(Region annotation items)
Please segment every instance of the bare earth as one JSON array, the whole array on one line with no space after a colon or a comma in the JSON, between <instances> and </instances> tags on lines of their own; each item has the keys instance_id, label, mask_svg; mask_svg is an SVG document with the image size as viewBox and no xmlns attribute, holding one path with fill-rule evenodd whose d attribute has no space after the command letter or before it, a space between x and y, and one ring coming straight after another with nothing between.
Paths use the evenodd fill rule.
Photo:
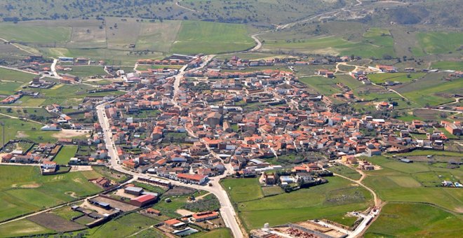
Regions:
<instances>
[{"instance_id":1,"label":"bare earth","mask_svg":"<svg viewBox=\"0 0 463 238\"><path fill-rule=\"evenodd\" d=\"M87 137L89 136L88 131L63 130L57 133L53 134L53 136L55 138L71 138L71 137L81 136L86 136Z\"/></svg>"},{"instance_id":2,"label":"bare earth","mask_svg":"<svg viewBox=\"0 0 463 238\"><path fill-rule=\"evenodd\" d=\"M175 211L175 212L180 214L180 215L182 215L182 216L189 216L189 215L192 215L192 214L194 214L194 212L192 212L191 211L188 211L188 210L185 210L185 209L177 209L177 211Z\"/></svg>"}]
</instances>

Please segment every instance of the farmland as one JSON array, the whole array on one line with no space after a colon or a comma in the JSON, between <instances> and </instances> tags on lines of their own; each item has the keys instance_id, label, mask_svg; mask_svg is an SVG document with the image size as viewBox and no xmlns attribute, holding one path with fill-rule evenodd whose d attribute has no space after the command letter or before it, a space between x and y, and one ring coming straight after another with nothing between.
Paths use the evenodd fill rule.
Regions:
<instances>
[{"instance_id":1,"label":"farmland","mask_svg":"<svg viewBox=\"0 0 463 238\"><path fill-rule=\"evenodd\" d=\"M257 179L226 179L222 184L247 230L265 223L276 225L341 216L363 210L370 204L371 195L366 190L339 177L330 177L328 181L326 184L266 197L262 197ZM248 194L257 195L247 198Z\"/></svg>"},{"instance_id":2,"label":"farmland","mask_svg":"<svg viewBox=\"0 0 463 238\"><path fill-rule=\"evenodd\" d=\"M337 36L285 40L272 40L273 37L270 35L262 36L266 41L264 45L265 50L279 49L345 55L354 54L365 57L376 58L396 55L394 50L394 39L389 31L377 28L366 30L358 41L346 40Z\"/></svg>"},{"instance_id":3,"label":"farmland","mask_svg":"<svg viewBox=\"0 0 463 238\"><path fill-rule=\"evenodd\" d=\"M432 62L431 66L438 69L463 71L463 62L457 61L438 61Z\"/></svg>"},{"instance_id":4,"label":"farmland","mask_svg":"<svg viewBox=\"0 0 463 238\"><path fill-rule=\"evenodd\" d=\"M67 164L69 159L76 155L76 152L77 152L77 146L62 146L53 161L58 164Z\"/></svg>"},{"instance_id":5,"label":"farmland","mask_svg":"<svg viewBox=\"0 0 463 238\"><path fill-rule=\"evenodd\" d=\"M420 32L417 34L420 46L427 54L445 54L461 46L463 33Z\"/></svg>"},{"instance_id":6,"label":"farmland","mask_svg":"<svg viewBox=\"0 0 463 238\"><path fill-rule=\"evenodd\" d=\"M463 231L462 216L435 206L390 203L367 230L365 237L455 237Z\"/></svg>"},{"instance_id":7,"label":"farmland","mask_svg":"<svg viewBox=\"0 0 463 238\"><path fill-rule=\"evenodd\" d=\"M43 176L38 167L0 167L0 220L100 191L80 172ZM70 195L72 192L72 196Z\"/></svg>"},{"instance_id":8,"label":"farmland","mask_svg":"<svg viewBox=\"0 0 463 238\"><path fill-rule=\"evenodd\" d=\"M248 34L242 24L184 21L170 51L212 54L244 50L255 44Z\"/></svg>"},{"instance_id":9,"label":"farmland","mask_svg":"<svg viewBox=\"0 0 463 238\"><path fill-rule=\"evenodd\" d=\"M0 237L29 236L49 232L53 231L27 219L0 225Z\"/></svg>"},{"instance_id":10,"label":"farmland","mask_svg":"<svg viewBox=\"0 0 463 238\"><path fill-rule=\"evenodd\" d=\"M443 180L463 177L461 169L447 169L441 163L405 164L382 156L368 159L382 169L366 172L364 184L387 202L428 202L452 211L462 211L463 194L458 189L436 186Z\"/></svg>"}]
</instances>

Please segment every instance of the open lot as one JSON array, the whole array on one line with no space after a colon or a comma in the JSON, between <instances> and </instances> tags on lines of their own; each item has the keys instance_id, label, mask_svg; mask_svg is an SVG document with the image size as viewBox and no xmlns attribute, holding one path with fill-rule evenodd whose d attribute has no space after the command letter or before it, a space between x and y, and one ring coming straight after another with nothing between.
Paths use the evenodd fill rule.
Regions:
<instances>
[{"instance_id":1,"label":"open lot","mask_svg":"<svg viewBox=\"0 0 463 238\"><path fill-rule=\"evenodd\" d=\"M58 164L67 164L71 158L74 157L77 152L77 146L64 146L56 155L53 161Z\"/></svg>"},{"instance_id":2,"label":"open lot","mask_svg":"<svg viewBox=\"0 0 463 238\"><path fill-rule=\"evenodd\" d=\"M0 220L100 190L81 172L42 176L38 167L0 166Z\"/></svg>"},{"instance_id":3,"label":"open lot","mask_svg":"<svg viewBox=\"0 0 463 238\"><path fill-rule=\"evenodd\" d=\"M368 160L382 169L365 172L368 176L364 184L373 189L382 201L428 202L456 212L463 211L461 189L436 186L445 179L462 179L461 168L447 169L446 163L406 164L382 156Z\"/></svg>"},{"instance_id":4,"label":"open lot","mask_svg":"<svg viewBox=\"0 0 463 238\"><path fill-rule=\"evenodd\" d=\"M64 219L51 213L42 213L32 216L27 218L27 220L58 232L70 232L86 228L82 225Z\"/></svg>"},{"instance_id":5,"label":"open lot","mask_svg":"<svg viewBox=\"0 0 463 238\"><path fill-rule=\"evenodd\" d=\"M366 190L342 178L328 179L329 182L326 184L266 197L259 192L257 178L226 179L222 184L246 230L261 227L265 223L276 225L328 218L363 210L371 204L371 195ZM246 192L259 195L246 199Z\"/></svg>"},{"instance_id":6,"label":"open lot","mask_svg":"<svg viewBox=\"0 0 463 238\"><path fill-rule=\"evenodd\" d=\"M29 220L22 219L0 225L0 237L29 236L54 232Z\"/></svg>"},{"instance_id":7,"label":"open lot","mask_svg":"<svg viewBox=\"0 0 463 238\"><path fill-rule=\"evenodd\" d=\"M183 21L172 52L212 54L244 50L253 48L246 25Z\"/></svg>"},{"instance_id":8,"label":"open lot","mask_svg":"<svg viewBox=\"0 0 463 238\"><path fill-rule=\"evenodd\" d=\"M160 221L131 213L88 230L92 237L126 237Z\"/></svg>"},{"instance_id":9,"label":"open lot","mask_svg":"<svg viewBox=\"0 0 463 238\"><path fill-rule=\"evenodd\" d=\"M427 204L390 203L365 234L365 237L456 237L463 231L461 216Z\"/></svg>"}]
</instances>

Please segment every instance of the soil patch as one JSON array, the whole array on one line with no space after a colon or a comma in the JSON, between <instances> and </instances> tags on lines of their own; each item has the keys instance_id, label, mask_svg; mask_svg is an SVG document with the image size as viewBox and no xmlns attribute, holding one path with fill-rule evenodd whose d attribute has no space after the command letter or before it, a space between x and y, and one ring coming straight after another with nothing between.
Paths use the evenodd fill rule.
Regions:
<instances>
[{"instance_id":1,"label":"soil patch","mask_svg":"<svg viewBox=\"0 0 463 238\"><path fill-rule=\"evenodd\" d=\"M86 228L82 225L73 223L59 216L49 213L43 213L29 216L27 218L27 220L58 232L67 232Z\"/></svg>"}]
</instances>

(The task) From the line containing "Please segment every instance of the soil" down to the final line of the data, write out every line exactly; both the first and last of these belong in your answer, and nothing else does.

(Exercise solution)
Please segment every instance of the soil patch as one JSON array, the whole array on one line with no space after a colon or a comma in the JSON, between <instances> and </instances> tags on lines of their own; each item has the keys instance_id, label, mask_svg; mask_svg is an SVG document with the image size as viewBox and no xmlns attribute, holding one path with fill-rule evenodd whose d attribute has no space after the command letter or before it, a space between x and y, and one ring coming straight after another with nothing between.
Paths use the evenodd fill rule.
Regions:
<instances>
[{"instance_id":1,"label":"soil patch","mask_svg":"<svg viewBox=\"0 0 463 238\"><path fill-rule=\"evenodd\" d=\"M86 228L82 225L73 223L59 216L49 213L43 213L29 216L27 218L27 220L58 232L67 232Z\"/></svg>"}]
</instances>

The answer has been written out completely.